Problem:
Locate each line in the material below that contains the string "ceiling", matching case exactly, and copy every such line.

Data section:
--- start ---

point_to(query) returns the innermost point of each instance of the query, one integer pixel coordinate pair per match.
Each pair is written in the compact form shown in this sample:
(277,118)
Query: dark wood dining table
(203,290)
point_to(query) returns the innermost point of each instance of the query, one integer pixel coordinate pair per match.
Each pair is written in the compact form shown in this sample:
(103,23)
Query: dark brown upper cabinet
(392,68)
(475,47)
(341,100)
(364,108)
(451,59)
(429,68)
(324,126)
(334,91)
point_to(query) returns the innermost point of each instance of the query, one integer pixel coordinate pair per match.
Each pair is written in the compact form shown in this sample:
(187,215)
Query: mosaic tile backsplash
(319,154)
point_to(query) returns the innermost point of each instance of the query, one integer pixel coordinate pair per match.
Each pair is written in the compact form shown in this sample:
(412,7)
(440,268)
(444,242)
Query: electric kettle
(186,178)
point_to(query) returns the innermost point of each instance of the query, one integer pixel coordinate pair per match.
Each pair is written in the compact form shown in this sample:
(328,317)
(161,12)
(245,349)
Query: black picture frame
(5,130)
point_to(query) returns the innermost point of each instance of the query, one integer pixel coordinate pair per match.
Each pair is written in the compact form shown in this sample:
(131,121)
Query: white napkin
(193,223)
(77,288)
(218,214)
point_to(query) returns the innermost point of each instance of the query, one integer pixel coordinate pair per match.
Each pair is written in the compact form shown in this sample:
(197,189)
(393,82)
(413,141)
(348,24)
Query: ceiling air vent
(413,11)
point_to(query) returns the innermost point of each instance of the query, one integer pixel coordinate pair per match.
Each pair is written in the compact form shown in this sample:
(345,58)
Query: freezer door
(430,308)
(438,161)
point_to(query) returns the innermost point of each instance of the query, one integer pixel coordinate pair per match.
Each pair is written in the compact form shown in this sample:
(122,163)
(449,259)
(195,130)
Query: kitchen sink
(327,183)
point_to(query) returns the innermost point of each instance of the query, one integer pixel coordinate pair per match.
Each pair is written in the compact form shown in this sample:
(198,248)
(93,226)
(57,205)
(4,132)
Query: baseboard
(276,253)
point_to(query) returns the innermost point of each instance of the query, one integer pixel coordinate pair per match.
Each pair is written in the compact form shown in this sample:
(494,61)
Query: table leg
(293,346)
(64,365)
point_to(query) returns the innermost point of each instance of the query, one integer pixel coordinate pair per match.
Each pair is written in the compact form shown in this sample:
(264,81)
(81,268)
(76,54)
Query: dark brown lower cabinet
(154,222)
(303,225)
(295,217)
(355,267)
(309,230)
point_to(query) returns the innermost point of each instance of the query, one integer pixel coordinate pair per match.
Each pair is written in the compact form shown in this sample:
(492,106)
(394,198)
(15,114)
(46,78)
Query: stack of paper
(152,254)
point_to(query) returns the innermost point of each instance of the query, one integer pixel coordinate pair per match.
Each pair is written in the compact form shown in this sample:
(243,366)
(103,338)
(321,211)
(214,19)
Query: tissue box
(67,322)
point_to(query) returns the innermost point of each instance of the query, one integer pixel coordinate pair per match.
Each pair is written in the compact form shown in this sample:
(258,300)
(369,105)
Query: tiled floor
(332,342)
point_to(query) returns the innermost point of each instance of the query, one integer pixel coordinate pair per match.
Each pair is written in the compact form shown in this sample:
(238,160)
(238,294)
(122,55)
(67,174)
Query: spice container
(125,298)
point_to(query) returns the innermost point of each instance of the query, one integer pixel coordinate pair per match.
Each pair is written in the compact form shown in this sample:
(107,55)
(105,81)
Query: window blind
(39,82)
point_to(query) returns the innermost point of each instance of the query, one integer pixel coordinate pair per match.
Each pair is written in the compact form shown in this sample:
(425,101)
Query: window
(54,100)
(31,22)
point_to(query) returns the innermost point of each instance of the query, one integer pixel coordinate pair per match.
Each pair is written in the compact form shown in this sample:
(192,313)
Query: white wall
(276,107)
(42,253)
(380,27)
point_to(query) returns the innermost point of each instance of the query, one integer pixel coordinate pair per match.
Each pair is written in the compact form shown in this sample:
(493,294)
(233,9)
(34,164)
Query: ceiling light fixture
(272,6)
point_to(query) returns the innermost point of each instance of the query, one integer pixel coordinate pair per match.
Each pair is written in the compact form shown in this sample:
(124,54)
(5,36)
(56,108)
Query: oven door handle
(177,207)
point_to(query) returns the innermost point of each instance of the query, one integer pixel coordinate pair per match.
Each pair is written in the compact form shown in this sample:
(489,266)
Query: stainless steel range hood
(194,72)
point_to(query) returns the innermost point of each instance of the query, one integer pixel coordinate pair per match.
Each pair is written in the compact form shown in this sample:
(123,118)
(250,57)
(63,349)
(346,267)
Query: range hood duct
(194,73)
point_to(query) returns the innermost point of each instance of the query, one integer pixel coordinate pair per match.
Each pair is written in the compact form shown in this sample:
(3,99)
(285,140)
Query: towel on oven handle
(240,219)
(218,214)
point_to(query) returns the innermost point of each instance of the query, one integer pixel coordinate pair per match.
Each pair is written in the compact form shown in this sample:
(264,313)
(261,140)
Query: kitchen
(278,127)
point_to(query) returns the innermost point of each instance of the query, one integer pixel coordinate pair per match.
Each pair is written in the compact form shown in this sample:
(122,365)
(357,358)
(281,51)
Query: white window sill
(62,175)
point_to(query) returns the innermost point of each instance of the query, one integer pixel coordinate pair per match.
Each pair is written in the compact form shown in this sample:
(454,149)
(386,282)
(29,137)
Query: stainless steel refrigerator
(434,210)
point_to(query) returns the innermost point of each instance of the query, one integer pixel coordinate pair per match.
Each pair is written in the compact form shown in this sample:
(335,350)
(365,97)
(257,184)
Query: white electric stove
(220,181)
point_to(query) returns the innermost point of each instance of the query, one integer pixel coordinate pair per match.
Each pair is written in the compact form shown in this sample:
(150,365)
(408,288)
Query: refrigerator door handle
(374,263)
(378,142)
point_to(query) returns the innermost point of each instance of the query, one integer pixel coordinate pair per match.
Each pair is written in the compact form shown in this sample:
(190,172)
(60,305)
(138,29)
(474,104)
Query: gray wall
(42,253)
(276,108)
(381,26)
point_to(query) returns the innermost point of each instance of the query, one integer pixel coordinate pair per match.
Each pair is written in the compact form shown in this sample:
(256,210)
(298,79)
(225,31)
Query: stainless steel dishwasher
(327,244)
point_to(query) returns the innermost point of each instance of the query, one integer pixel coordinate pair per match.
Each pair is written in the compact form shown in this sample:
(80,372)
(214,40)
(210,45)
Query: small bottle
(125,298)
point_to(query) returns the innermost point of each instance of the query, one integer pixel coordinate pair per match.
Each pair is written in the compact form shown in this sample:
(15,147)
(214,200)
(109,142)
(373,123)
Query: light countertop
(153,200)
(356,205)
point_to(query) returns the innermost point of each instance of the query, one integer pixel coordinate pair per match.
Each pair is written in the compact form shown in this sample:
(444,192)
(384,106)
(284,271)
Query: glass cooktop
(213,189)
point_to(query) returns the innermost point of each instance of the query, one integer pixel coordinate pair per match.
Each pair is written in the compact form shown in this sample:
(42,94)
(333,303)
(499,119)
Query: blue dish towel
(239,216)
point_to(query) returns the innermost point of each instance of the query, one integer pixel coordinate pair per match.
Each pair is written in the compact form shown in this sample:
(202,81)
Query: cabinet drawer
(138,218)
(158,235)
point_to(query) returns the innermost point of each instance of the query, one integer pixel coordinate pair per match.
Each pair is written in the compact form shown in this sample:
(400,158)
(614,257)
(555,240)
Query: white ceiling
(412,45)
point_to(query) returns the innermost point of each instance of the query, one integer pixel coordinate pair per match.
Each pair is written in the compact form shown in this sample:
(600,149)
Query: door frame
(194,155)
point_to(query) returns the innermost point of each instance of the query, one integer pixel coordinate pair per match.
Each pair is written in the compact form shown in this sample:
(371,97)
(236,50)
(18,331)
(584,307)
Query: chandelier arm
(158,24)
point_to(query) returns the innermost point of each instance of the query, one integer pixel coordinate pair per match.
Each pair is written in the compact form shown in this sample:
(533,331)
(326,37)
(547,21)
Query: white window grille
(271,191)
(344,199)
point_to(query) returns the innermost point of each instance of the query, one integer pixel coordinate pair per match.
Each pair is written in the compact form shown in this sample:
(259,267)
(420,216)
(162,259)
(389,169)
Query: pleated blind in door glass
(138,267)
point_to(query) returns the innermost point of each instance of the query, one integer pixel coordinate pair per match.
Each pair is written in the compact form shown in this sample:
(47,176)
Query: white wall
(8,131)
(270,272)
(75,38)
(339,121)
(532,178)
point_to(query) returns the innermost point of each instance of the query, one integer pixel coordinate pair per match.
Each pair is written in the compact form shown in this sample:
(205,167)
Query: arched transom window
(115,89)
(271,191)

--- end ---

Solved exercise:
Query: ceiling air vent
Query: ceiling light fixture
Query: white ceiling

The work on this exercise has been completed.